• Task objective
Copy the lines that follow, keeping every character the same.

• Information provided
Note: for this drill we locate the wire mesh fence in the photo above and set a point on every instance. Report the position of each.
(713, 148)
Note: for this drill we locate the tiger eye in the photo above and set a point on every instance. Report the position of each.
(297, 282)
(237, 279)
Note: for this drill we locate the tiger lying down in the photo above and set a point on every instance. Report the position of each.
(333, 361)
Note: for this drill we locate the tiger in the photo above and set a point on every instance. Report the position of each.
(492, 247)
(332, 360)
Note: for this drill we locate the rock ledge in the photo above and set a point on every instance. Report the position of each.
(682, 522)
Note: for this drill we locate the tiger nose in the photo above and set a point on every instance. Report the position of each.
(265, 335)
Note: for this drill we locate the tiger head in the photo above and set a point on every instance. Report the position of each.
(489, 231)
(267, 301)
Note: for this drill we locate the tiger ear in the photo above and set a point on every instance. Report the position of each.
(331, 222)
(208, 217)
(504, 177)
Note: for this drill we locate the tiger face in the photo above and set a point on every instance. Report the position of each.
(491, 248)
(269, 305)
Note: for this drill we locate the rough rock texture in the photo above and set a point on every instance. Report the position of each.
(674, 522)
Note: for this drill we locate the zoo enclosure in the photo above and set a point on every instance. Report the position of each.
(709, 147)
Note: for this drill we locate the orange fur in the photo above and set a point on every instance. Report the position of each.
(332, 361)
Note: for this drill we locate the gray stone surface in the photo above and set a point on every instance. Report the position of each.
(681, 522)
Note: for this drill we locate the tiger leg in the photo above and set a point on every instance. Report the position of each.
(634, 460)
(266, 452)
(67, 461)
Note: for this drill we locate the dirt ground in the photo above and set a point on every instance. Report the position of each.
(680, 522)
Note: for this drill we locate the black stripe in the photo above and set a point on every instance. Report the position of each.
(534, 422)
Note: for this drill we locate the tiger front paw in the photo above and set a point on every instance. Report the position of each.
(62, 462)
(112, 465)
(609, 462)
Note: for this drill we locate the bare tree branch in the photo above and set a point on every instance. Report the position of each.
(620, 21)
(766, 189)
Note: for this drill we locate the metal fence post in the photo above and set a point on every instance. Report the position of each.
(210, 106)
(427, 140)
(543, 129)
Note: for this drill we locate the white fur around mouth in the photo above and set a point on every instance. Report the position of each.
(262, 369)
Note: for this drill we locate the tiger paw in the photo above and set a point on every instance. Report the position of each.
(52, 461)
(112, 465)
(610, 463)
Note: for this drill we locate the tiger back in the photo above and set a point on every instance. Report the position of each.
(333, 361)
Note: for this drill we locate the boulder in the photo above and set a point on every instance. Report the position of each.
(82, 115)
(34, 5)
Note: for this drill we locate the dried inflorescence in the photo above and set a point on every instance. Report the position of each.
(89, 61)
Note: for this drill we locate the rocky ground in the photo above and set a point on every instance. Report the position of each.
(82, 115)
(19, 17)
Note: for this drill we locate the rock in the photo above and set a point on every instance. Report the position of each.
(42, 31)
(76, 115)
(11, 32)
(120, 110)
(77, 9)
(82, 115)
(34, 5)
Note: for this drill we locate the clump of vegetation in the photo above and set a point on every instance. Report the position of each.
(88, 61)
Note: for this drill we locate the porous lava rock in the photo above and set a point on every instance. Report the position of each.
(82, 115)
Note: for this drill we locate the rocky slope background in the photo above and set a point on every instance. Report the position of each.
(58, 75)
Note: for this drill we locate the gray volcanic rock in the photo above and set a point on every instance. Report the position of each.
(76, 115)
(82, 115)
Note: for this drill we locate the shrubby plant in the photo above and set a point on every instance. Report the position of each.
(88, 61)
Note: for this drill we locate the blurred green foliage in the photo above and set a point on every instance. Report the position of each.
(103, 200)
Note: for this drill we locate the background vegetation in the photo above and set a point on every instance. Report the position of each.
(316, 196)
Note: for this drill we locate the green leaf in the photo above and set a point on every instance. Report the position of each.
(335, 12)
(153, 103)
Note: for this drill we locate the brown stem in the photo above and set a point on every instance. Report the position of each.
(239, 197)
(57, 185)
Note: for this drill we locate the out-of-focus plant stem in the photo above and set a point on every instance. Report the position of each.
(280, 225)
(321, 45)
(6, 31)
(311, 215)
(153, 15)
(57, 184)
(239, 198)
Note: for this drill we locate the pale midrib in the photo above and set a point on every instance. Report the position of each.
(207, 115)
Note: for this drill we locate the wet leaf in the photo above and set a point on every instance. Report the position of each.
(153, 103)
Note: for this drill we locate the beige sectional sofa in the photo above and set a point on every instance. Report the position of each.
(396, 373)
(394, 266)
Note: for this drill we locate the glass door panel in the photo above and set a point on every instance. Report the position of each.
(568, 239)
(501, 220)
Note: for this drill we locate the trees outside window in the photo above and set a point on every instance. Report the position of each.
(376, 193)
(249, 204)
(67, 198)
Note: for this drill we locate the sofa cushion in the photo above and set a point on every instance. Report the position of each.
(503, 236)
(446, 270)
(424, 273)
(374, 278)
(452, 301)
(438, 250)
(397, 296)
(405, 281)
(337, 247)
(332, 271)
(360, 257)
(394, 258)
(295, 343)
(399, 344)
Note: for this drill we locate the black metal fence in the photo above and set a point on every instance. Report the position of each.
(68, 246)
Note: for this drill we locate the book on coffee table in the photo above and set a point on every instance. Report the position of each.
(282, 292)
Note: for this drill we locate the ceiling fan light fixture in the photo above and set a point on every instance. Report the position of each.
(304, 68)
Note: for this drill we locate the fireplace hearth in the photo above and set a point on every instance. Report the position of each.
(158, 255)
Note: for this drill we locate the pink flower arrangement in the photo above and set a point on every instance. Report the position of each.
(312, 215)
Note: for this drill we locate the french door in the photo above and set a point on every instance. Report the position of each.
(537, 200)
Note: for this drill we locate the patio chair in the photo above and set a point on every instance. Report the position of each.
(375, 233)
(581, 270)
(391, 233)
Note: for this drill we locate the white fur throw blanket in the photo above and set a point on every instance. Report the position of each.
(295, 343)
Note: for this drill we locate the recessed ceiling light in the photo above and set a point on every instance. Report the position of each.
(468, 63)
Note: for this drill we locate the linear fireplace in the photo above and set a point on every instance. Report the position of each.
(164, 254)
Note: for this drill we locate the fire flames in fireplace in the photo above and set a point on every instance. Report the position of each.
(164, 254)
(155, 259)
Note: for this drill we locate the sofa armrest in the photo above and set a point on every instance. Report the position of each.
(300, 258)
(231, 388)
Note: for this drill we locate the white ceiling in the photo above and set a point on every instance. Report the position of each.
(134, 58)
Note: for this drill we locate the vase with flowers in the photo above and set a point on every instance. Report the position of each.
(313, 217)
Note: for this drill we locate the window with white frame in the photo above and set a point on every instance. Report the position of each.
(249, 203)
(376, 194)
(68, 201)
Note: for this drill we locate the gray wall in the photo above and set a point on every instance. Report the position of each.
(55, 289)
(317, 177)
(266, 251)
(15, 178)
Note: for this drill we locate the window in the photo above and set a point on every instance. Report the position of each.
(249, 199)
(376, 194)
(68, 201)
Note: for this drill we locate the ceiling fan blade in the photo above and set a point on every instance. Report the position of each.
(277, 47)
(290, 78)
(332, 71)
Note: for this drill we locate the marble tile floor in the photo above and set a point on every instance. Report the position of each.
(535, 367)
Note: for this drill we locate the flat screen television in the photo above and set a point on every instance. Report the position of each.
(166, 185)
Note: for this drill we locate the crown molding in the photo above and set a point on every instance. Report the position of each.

• Solution for this exercise
Note: for this drill we locate the wire mesh fence in the photo above and set a point on every instance. Report the position of each.
(713, 148)
Note: for this drill we locate the tiger eye in the photo above and set a point on every instance. Report the position of each.
(297, 282)
(237, 279)
Note: for this drill we locate the tiger lying down in the photo above and set a point on every instance. Report the position of each.
(333, 361)
Note: for this drill we locate the tiger in the photo above and set a point on every instance. Report the position of each.
(492, 247)
(332, 360)
Note: for this drill we locate the rock ledge in the photo above and set a point on every instance. Report the position of each.
(682, 522)
Note: for this drill we locate the tiger nose in the photo above and set a point on every instance. Report the position of each.
(265, 335)
Note: for this drill we locate the tiger head in the photo above and set a point on every instance. Report the position of each.
(489, 231)
(267, 301)
Note: for this drill we locate the tiger ear in the photo above and set a point on every instance. Report the position of each.
(331, 222)
(208, 217)
(504, 177)
Note: for this drill we locate the tiger face in the photo above and set a point on every instance. Report the position of each.
(491, 248)
(269, 305)
Note: for this drill we locate the rough rock texture in the photo above and set a point on every instance. Report the position of each.
(674, 522)
Note: for this drill we locate the zoo enclosure in the photo above and set a point on every instance. Report the position of each.
(709, 147)
Note: for this drill we locate the orange fur in the photo above and set a point on every instance. Report the position of each.
(332, 361)
Note: for this drill we locate the gray stone surface in the photo above and set a point on every instance. Report the position of each.
(681, 522)
Note: for this drill we locate the tiger leg in the photo above and set a point on every instance. Report the position of each.
(634, 460)
(266, 452)
(67, 461)
Note: for this drill we locate the dirt ground in the photo above and set a point on every instance. Report the position of each.
(680, 522)
Note: for this drill we locate the black stripe in the photo above and set a point on every instance. Report the position of each.
(534, 422)
Note: for this drill we locate the tiger front paw in the photo above and set a point on every instance. Report the position of each.
(62, 462)
(112, 465)
(609, 462)
Note: for this drill we locate the bare tree branch in the photo above and set a point on every instance. Report the position of each.
(620, 21)
(766, 189)
Note: for this drill we locate the metal fence post in the photo above and set a point on every instance. Report the position of each.
(210, 106)
(427, 140)
(543, 129)
Note: for this drill we locate the white fur around mouth in the photo above and set a point on every instance. Report the position of each.
(262, 369)
Note: for this drill we locate the tiger paw in the photo above and set a point on every instance. Report the position of each.
(52, 461)
(112, 465)
(610, 463)
Note: for this drill we locate the tiger back in the photo above and set a point on every instance. Report the position of each.
(333, 361)
Note: for this drill we locate the boulder in the photo above and set a point on every instance. Report the position of each.
(82, 115)
(34, 5)
Note: for this drill we locate the dried inflorescence in the photo above and set a point on every instance. Report the position of each.
(89, 61)
Note: for this drill we locate the rocky ground in the photo above and set a point on every instance. Report the position of each.
(82, 115)
(19, 17)
Note: for this drill we locate the rock in the photo above and set a point on every instance. Report the position of each.
(42, 31)
(76, 115)
(11, 32)
(120, 110)
(77, 9)
(82, 115)
(34, 5)
Note: for this drill we locate the clump of vegetation in the photo above and set a point on every instance. Report the position of each.
(88, 61)
Note: for this drill we locate the porous lava rock in the photo above and set a point on every instance. Report the position of each.
(82, 115)
Note: for this drill we locate the rocky slope background in the photo above and set a point on every instance. Report the position of each.
(58, 75)
Note: for this drill we locate the gray volcanic rock in the photo above and set a point on every instance. Report the position of each.
(76, 115)
(82, 115)
Note: for this drill we locate the shrubby plant in the photo above and set a point on every instance. Report the position of each.
(88, 61)
Note: for this drill we locate the blurred green foliage in the photo above and set a point on every instance. Report the position of each.
(103, 200)
Note: for this drill we locate the background vegetation in the photo above and set a point on every instance. Report the position of each.
(316, 196)
Note: for this drill we locate the green leaf in the photo above and set a point on every instance. Report the position of each.
(335, 12)
(153, 103)
Note: for this drill we locate the brown stem in the photo above and set a point on every instance. Report the position of each.
(239, 197)
(57, 185)
Note: for this drill we locate the out-of-focus plant stem in the photo above and set a point on every instance. Report the position of each.
(280, 225)
(321, 45)
(6, 31)
(311, 215)
(153, 15)
(57, 184)
(239, 198)
Note: for this drill we locate the pale midrib in the photo above and set a point on every instance. Report the position of each.
(207, 115)
Note: for this drill we locate the wet leaf in the photo above and set a point on every instance. Report the position of each.
(153, 103)
Note: for this drill we locate the beige sectional sofa in the photo above and set a point on every instance. Report the position of each.
(396, 373)
(394, 266)
Note: for this drill we locate the glass door panel in the photo above and set a point on every instance. Report the position of each.
(568, 239)
(501, 220)
Note: for this drill we locate the trees outside window in the photo above and set a point on every instance. Report the position of each.
(376, 193)
(249, 204)
(67, 198)
Note: for this drill we locate the sofa cushion in the photo above and set a point on every instance. Report the position of each.
(503, 236)
(446, 270)
(424, 273)
(374, 278)
(452, 301)
(438, 250)
(397, 296)
(405, 281)
(337, 247)
(332, 271)
(360, 257)
(394, 258)
(295, 343)
(399, 344)
Note: for this drill we locate the black metal fence in the photo above and set a point on every instance. Report the position of each.
(68, 246)
Note: for this drill we locate the book on coffee table in the photo above and set a point on every instance. Report the position of each.
(282, 292)
Note: for this drill we locate the ceiling fan light fixture in the photo above and set a point on every instance. Report the position of each.
(304, 68)
Note: for this drill we locate the fireplace hearth in the photo above and set a point on every instance. Report the position of each.
(158, 255)
Note: for this drill we locate the pink flower arrangement in the photo above and set a point on every instance. Report the position of each.
(312, 215)
Note: for this drill we locate the french door in the photo above and set a point on every instance. Report the position of each.
(537, 200)
Note: for this drill we locate the patio chair in the photo above and set a point on every instance. Report the position of each.
(375, 233)
(581, 270)
(391, 233)
Note: for this drill we locate the white fur throw blanket in the photo above and set a point on every instance. Report the position of each.
(295, 343)
Note: for this drill we locate the recessed ceiling light in the photo above and set a point on every instance. Report the position of each.
(468, 63)
Note: for this drill we locate the linear fireplace in the photo above and set a point on every instance. Report the position of each.
(164, 254)
Note: for this drill we locate the fire flames in fireplace in the photo above and set a point on every instance. Report the position of each.
(164, 254)
(155, 259)
Note: for this drill we locate the sofa armrest in the photo above and set a point on every instance. Report the position of each.
(300, 258)
(231, 388)
Note: for this drill we locate the white ceiling in the photo above and set a point on every instance. Report the position of each.
(134, 58)
Note: for this drill we locate the vase with flowers in the photo above and set a point on every instance. Report the position of each.
(313, 217)
Note: for this drill we locate the window with white frame in the photo above and set a point on every instance. Report the position of each.
(249, 203)
(376, 194)
(68, 201)
Note: for this drill we locate the gray wall in the photo above and set a point on every instance. Report the position of each.
(55, 289)
(317, 177)
(266, 251)
(15, 178)
Note: for this drill we locate the window in the photo above and set a point on every instance. Report the position of each.
(249, 199)
(376, 194)
(68, 201)
Note: for this drill we locate the ceiling fan blade in the photo above and set a point on every instance. Report the position of each.
(277, 47)
(290, 78)
(332, 71)
Note: for this drill we locate the marble tile floor in the photo above and set a point on every instance. Report the position of each.
(535, 367)
Note: for this drill we locate the flat screen television in the photo above and set a point on every instance. Report the position of each.
(166, 185)
Note: for this drill we locate the crown molding in the photo above and set a point on every instance. Report the position of each.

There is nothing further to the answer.